Required tasks:
- A) Reproduce verbatim the passage of the XMC connector text between "The original VITA" and "to be considered.", inclusive.
- B) According to the XMC connector text, how many thermal shock cycles was the new high-reliability connector meant to withstand?

The original VITA 42 XMC connectors were not designed to specifically address military applications as a central design goal. The demanding environment of military applications presents several design challenges due to the high levels of vibration and thermal cycling that can stress a connector’s performance and decrease signal integrity. Cracked solder joints from thermal cycling and damaged contacts from stubbing during mating also need to be considered.
As a result of these issues, a new high-reliability XMC connector was needed to meet the demanding requirements of military needs. Goals for the development of such a connector included:
- Uniform solder ball and contact retention features of mated connectors to improve reliability
- High-reliability socket contact design based on MIL-C-55302 Mini-Box contact
- Desirable thermal cycling stability — 2000 or more thermal shock cycles
- Anti-stub design with protected lead-in
- Durability of 500 cycles minimum
- Footprint compatibility with existing XMC board layouts
Mezzanine Boards Provide Flexibility
Mezzanine boards give additional flexibility for systems by providing for expanded functionality and modularity to a pc board. They allow existing boards to be re-configured, upgraded, or customized by the addition of the mezzanine card. Typical applications include application-specific high-speed input/output (I/O) protocols, graphics, memory, and digital-signal processing. Mezzanine boards are widely used in the telecommunications, industrial, and military/aerospace markets.

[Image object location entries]
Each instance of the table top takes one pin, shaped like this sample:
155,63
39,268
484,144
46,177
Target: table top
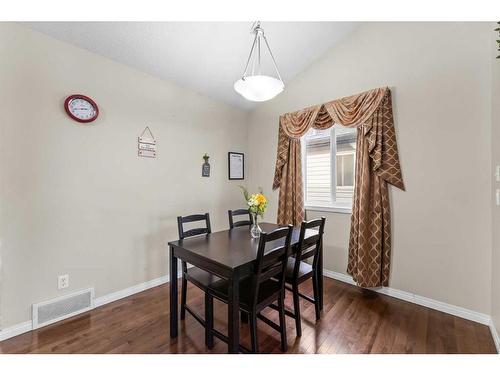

Responses:
- A)
The original VITA 42 XMC connectors were not designed to specifically address military applications as a central design goal. The demanding environment of military applications presents several design challenges due to the high levels of vibration and thermal cycling that can stress a connector’s performance and decrease signal integrity. Cracked solder joints from thermal cycling and damaged contacts from stubbing during mating also need to be considered.

- B) 2000 or more thermal shock cycles.